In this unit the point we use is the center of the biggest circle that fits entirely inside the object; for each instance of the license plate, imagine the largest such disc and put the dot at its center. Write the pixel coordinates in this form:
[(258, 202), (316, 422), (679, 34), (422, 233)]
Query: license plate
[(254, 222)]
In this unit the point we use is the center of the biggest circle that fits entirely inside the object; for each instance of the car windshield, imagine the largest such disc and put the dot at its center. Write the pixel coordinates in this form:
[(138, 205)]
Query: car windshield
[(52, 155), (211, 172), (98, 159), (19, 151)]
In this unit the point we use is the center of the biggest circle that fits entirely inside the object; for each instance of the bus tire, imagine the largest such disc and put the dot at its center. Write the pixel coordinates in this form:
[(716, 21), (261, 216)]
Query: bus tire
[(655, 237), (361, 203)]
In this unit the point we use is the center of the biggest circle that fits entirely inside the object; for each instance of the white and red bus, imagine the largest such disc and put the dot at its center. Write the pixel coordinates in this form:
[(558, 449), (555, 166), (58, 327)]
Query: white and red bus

..............................

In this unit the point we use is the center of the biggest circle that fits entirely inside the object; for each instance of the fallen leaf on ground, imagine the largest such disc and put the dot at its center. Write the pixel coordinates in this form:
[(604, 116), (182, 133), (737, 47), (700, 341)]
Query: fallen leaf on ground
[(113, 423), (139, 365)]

..............................

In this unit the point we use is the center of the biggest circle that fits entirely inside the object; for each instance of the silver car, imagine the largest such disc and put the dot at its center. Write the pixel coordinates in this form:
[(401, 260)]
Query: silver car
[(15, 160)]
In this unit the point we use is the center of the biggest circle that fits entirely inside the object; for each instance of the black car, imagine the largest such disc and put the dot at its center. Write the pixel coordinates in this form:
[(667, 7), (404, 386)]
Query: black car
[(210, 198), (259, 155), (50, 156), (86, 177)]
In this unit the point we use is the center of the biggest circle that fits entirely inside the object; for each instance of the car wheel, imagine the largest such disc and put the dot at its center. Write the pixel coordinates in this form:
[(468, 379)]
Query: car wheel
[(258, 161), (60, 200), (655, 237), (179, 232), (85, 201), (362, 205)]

..............................

◆ GIVEN INSTRUCTION:
Rewrite the listing above from the line containing "car wheel, imagine" to the line containing "201), (362, 205)]", both included, and keep the requests and their format samples as they are. In the answers, multiply every pixel coordinate by 1.15 and round each result to a whole number, rounding halves up.

◆ SOLUTION BELOW:
In this unit the point we use is the center of the biggest circle that fits entirely inside the object; for each instance of the car wheel, imagine the largest such disc and put the dot at its center. Write the pixel coordinates in this form:
[(468, 379)]
Query: car wheel
[(297, 185), (69, 230), (753, 273), (206, 267), (98, 231), (416, 236)]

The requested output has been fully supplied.